Direction.
Copy the records from the line containing "Object detection annotation — target class is gray" through the line containing "[556,182,810,545]", inclusive, changing every "polo shirt" to "T-shirt" and leaving all else as it is.

Task inputs.
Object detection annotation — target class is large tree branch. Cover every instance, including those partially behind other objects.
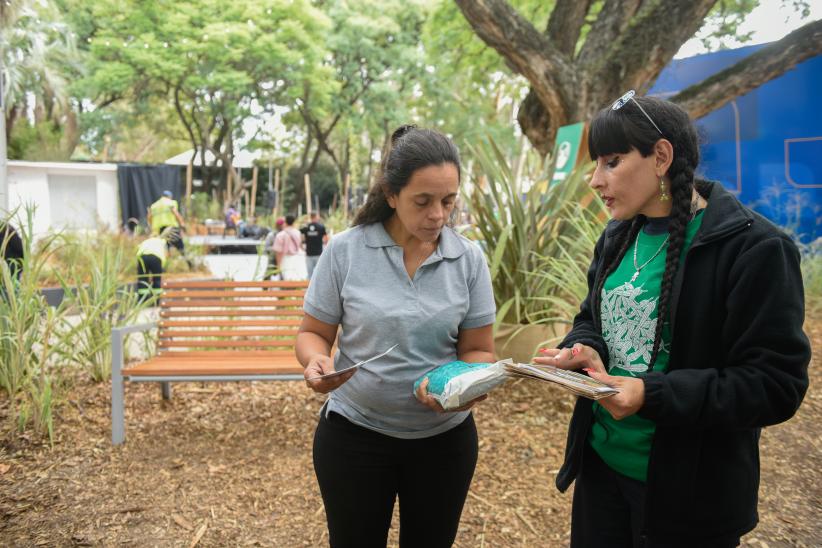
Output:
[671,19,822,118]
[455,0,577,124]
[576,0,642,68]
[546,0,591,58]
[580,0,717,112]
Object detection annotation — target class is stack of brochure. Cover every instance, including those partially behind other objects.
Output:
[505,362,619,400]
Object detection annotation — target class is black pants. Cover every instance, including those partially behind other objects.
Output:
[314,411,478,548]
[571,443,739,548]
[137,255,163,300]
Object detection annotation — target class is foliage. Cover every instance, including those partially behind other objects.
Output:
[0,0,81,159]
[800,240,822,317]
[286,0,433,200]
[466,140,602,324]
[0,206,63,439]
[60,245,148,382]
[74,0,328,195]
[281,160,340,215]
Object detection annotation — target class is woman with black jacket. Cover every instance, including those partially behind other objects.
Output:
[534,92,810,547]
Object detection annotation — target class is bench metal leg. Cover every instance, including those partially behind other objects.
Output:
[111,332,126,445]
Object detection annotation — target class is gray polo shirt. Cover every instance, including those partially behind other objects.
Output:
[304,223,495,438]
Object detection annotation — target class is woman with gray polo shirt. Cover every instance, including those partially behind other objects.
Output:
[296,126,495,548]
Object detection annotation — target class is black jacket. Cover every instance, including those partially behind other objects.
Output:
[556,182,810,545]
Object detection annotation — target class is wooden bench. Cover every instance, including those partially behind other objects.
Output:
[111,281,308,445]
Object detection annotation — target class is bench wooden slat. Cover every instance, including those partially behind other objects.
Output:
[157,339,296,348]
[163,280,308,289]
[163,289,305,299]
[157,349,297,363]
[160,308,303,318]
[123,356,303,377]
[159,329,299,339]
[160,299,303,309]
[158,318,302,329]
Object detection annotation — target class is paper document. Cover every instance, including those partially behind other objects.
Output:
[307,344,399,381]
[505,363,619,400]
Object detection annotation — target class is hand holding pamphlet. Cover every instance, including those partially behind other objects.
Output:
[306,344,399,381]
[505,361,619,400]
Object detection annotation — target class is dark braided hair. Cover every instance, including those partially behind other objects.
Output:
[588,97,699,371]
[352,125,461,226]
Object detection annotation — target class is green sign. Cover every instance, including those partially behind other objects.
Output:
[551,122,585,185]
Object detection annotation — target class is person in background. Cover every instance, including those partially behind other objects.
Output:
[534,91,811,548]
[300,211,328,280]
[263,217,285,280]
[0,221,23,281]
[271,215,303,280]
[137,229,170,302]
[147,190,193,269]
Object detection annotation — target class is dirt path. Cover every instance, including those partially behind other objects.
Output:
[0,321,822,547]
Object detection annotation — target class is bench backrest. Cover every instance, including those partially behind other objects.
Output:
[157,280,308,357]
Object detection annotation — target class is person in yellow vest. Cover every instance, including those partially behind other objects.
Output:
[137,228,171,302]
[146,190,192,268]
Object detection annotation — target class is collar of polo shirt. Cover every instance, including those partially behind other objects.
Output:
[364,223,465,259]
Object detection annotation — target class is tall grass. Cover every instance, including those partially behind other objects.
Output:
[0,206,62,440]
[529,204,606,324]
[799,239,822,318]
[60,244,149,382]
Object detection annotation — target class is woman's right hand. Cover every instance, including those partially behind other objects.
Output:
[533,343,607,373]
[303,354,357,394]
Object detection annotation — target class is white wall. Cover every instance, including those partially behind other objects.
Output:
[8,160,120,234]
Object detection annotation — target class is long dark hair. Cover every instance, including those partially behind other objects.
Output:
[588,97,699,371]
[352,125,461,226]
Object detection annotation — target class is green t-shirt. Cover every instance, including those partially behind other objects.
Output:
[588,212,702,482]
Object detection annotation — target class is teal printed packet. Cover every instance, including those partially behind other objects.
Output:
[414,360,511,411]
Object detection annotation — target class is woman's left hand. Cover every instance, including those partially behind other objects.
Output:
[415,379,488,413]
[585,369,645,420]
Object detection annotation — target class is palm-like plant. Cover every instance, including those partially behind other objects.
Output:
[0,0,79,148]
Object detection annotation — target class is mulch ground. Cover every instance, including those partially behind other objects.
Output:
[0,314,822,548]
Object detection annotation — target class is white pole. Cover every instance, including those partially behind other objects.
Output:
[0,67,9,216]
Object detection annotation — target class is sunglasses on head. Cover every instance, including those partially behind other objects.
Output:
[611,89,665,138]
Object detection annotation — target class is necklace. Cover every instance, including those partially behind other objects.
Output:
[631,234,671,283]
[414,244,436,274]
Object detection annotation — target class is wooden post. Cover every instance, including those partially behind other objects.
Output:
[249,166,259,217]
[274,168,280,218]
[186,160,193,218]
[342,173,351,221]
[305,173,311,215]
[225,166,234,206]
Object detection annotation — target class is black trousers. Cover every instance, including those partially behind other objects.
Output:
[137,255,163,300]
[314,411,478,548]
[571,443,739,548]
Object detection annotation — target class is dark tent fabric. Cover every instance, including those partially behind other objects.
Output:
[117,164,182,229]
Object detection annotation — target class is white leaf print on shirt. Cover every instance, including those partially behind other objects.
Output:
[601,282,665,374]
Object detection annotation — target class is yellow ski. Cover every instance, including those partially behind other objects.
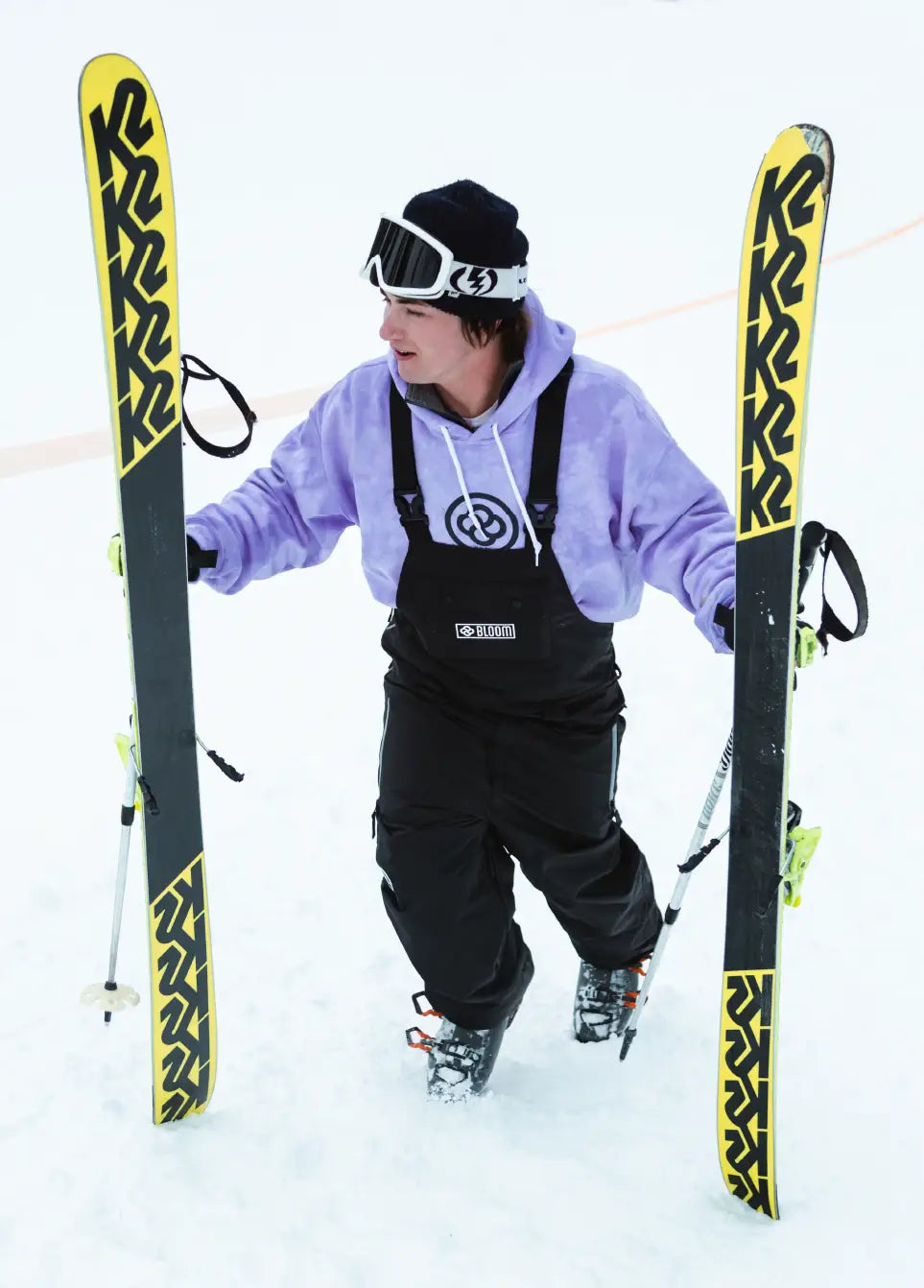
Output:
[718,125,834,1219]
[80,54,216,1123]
...
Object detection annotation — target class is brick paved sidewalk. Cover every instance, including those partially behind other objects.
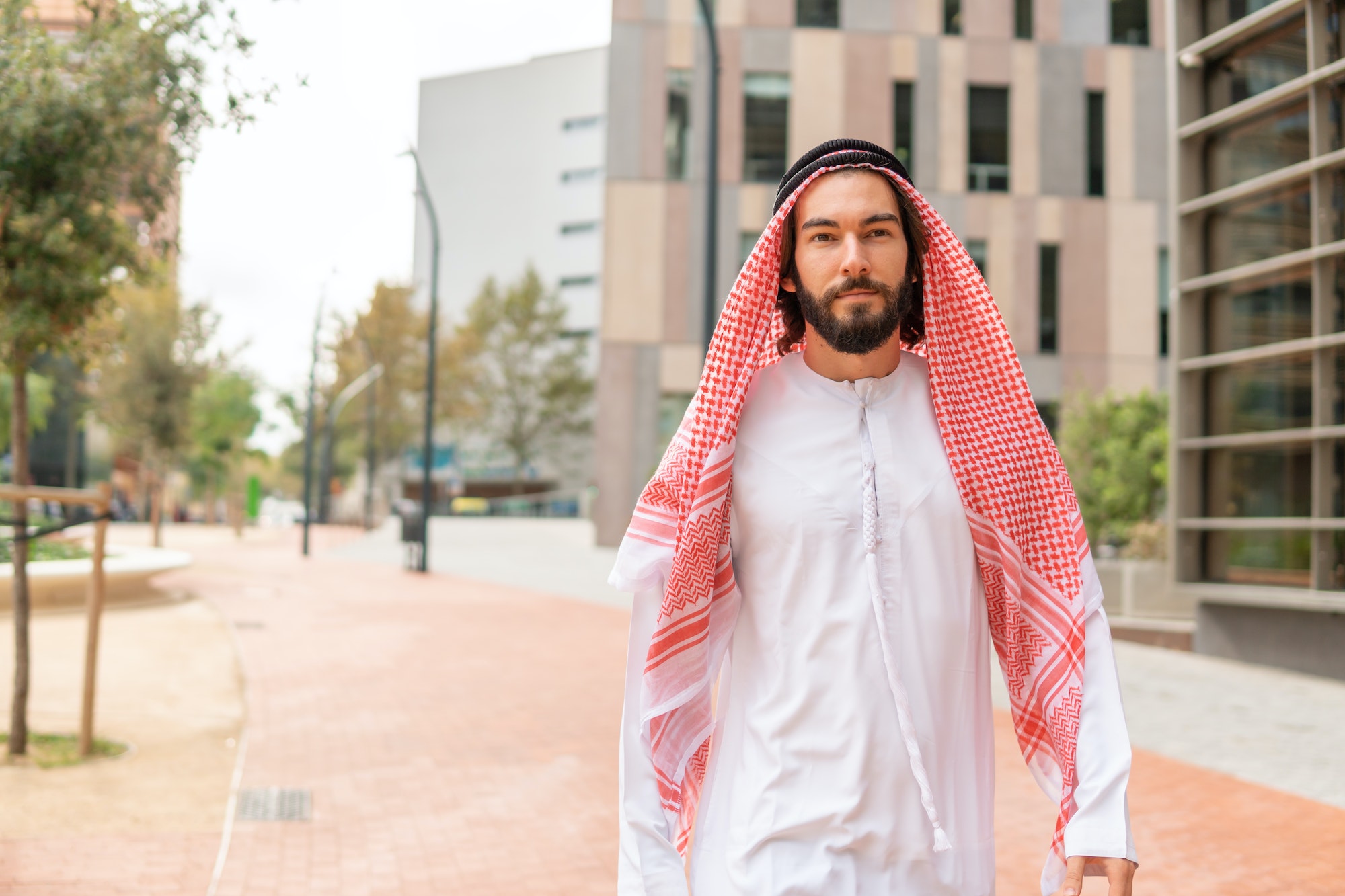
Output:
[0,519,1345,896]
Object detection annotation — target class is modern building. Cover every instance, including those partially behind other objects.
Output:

The result.
Object detection annotation — target class is gray T-shirt. Cover every instance, including those partially behind other objects.
Output:
[304,223,495,438]
Object detection annotation — target class is woman with gray T-shirt. Cover every instance, including those partially behind other objects.
Output:
[296,126,495,548]
Object detection annotation — target class is black jacket. Cover every instance, including those partially behind other objects.
Output:
[556,182,810,545]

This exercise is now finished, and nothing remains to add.